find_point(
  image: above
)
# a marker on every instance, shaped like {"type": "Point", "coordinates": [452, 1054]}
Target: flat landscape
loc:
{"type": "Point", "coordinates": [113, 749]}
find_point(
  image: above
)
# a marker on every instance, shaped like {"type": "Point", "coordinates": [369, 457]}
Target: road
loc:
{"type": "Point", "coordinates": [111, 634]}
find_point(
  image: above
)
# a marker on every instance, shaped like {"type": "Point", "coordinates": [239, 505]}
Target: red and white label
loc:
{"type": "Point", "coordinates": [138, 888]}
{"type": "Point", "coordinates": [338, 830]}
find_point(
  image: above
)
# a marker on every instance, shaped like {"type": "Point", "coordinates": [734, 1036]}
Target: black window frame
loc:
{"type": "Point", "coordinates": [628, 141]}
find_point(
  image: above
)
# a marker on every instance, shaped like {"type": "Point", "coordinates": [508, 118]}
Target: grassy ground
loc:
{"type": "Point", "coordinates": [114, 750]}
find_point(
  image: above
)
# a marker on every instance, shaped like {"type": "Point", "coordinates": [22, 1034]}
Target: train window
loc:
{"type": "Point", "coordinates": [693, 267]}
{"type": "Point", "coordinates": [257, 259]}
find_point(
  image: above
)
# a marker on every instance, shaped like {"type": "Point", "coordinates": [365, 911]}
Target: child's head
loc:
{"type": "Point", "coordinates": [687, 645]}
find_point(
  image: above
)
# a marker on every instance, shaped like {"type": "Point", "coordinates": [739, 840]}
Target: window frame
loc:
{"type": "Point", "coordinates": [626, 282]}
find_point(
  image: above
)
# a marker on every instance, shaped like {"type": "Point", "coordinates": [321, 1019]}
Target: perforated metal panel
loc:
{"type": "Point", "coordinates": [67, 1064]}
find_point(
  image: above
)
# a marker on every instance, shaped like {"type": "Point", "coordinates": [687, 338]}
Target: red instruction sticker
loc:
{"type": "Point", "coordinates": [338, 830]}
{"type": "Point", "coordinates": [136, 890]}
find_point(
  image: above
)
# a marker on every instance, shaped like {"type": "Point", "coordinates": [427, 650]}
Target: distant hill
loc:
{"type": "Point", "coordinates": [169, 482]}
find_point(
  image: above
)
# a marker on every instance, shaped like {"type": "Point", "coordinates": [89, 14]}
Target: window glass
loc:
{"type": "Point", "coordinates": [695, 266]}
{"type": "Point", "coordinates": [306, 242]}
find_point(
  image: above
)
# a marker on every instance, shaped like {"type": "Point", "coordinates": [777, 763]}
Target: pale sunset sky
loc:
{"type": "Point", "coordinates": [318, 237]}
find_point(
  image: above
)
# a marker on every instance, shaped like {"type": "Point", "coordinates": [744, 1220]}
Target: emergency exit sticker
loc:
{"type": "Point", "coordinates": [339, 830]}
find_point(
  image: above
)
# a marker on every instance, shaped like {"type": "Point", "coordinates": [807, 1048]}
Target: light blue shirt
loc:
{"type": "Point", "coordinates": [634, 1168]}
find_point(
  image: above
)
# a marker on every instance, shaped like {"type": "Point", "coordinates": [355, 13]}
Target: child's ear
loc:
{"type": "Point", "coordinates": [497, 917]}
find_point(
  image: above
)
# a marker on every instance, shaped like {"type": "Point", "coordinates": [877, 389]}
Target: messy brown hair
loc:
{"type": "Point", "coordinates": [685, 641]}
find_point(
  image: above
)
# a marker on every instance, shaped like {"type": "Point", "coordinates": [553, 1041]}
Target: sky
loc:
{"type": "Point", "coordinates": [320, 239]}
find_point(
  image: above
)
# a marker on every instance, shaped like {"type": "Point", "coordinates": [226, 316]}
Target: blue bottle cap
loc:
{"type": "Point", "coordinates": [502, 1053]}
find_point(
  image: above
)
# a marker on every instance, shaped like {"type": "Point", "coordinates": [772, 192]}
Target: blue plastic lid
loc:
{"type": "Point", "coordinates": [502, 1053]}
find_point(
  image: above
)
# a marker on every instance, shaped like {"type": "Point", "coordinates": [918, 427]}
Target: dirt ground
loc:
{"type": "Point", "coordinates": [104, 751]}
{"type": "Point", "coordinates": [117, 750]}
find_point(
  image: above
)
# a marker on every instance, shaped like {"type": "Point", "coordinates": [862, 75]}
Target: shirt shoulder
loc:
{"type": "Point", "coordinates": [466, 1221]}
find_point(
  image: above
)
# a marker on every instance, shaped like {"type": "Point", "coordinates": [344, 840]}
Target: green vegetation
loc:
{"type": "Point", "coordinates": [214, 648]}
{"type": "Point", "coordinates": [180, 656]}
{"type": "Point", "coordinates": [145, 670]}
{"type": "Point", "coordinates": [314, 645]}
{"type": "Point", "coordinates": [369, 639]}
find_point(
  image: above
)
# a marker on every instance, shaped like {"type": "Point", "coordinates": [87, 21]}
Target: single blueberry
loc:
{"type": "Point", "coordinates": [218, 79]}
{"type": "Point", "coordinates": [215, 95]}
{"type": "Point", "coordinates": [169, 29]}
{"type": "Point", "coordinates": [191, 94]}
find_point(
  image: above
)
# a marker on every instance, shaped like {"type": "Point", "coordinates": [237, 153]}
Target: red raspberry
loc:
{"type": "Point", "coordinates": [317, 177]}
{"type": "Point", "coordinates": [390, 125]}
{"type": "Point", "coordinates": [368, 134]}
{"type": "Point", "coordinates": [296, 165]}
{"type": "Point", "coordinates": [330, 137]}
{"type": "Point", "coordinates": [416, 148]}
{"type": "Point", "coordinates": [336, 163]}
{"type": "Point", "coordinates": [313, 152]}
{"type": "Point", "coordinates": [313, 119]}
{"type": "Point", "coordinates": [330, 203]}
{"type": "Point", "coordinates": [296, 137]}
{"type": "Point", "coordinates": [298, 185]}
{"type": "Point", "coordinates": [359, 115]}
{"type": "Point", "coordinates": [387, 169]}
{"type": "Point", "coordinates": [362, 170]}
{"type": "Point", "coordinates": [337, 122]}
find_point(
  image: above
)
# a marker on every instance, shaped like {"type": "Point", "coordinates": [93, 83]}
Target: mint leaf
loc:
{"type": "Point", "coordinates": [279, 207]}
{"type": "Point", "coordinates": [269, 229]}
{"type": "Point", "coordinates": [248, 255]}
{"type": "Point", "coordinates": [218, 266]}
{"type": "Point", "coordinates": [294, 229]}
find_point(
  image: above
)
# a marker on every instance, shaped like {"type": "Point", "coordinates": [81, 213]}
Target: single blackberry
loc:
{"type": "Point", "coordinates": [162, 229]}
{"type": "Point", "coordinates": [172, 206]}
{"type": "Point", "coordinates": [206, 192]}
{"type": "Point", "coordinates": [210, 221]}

···

(What you need to do):
Write the whole listing out again exactly.

(Answer to this exercise):
find_point(
  image: above
)
# a marker on every instance, shaped like {"type": "Point", "coordinates": [452, 1054]}
Target: flat landscape
loc:
{"type": "Point", "coordinates": [113, 749]}
find_point(
  image: above
)
# a marker on every instance, shaped like {"type": "Point", "coordinates": [369, 457]}
Target: road
loc:
{"type": "Point", "coordinates": [111, 634]}
find_point(
  image: above
)
# a marker on every instance, shaped like {"type": "Point", "coordinates": [239, 505]}
Target: red and white label
loc:
{"type": "Point", "coordinates": [138, 888]}
{"type": "Point", "coordinates": [338, 830]}
find_point(
  image: above
)
# a marker on every instance, shaped like {"type": "Point", "coordinates": [734, 1036]}
Target: black window frame
loc:
{"type": "Point", "coordinates": [628, 141]}
find_point(
  image: above
)
# a marker on every instance, shaped like {"type": "Point", "coordinates": [508, 118]}
Target: grassy ground
loc:
{"type": "Point", "coordinates": [114, 750]}
find_point(
  image: above
)
# a marker on every instance, shaped like {"type": "Point", "coordinates": [22, 1034]}
Target: train window
loc:
{"type": "Point", "coordinates": [693, 267]}
{"type": "Point", "coordinates": [257, 259]}
find_point(
  image: above
)
# a marker on every instance, shaped like {"type": "Point", "coordinates": [365, 911]}
Target: child's head
loc:
{"type": "Point", "coordinates": [687, 645]}
find_point(
  image: above
)
# a marker on every instance, shaped like {"type": "Point", "coordinates": [739, 840]}
Target: window frame
loc:
{"type": "Point", "coordinates": [626, 282]}
find_point(
  image: above
)
# a marker on every instance, shaped like {"type": "Point", "coordinates": [321, 1019]}
Target: perforated metal panel
loc:
{"type": "Point", "coordinates": [67, 1064]}
find_point(
  image: above
)
# a marker on every instance, shaped like {"type": "Point", "coordinates": [687, 338]}
Target: red instruction sticker
loc:
{"type": "Point", "coordinates": [338, 830]}
{"type": "Point", "coordinates": [136, 890]}
find_point(
  image: above
)
# a marker on every instance, shaped like {"type": "Point", "coordinates": [427, 650]}
Target: distant hill
loc:
{"type": "Point", "coordinates": [169, 482]}
find_point(
  image: above
)
# a marker on every instance, shaped like {"type": "Point", "coordinates": [89, 14]}
Target: window glass
loc:
{"type": "Point", "coordinates": [695, 266]}
{"type": "Point", "coordinates": [306, 242]}
find_point(
  image: above
)
# a marker on every instance, shaped like {"type": "Point", "coordinates": [777, 763]}
Target: pale sunset sky
loc:
{"type": "Point", "coordinates": [318, 237]}
find_point(
  image: above
)
# a marker on every instance, shaped like {"type": "Point", "coordinates": [744, 1220]}
Target: emergency exit sticker
loc:
{"type": "Point", "coordinates": [339, 830]}
find_point(
  image: above
)
# a marker on every instance, shaped like {"type": "Point", "coordinates": [807, 1048]}
Target: light blue shirt
loc:
{"type": "Point", "coordinates": [634, 1168]}
find_point(
  image: above
)
# a marker on every instance, shaped like {"type": "Point", "coordinates": [355, 13]}
Target: child's ear
loc:
{"type": "Point", "coordinates": [497, 917]}
find_point(
  image: above
)
# a marker on every instance, shaped like {"type": "Point", "coordinates": [877, 389]}
Target: messy brown hair
loc:
{"type": "Point", "coordinates": [685, 641]}
find_point(
  image: above
)
# a marker on every instance, shaped like {"type": "Point", "coordinates": [553, 1041]}
Target: sky
loc:
{"type": "Point", "coordinates": [320, 239]}
find_point(
  image: above
)
# a marker on every instance, shaped like {"type": "Point", "coordinates": [226, 316]}
Target: blue bottle cap
loc:
{"type": "Point", "coordinates": [502, 1053]}
find_point(
  image: above
)
# a marker on every instance, shaped like {"type": "Point", "coordinates": [772, 192]}
Target: blue plastic lid
loc:
{"type": "Point", "coordinates": [502, 1053]}
find_point(
  image: above
)
# a marker on every instance, shaped like {"type": "Point", "coordinates": [918, 427]}
Target: dirt ground
loc:
{"type": "Point", "coordinates": [104, 751]}
{"type": "Point", "coordinates": [117, 750]}
find_point(
  image: above
)
# a marker on every instance, shaped like {"type": "Point", "coordinates": [862, 75]}
Target: shirt shoulder
loc:
{"type": "Point", "coordinates": [466, 1221]}
find_point(
  image: above
)
# a marker on every instance, shaped like {"type": "Point", "coordinates": [344, 840]}
Target: green vegetation
loc:
{"type": "Point", "coordinates": [214, 648]}
{"type": "Point", "coordinates": [180, 656]}
{"type": "Point", "coordinates": [145, 670]}
{"type": "Point", "coordinates": [314, 645]}
{"type": "Point", "coordinates": [369, 639]}
find_point(
  image: above
)
# a marker on every instance, shaped like {"type": "Point", "coordinates": [87, 21]}
Target: single blueberry
loc:
{"type": "Point", "coordinates": [218, 79]}
{"type": "Point", "coordinates": [215, 95]}
{"type": "Point", "coordinates": [169, 29]}
{"type": "Point", "coordinates": [191, 94]}
find_point(
  image: above
)
# a marker on every instance, shaped like {"type": "Point", "coordinates": [237, 153]}
Target: red raspberry
loc:
{"type": "Point", "coordinates": [317, 177]}
{"type": "Point", "coordinates": [390, 125]}
{"type": "Point", "coordinates": [368, 134]}
{"type": "Point", "coordinates": [296, 165]}
{"type": "Point", "coordinates": [330, 137]}
{"type": "Point", "coordinates": [416, 148]}
{"type": "Point", "coordinates": [336, 163]}
{"type": "Point", "coordinates": [313, 152]}
{"type": "Point", "coordinates": [313, 119]}
{"type": "Point", "coordinates": [330, 203]}
{"type": "Point", "coordinates": [296, 137]}
{"type": "Point", "coordinates": [298, 185]}
{"type": "Point", "coordinates": [359, 115]}
{"type": "Point", "coordinates": [387, 169]}
{"type": "Point", "coordinates": [362, 170]}
{"type": "Point", "coordinates": [337, 122]}
find_point(
  image: above
)
# a marker on every instance, shaped like {"type": "Point", "coordinates": [93, 83]}
Target: mint leaf
loc:
{"type": "Point", "coordinates": [279, 207]}
{"type": "Point", "coordinates": [269, 229]}
{"type": "Point", "coordinates": [248, 255]}
{"type": "Point", "coordinates": [218, 266]}
{"type": "Point", "coordinates": [294, 229]}
find_point(
  image: above
)
# a marker on every instance, shaped like {"type": "Point", "coordinates": [81, 213]}
Target: single blackberry
loc:
{"type": "Point", "coordinates": [162, 229]}
{"type": "Point", "coordinates": [172, 206]}
{"type": "Point", "coordinates": [206, 192]}
{"type": "Point", "coordinates": [210, 221]}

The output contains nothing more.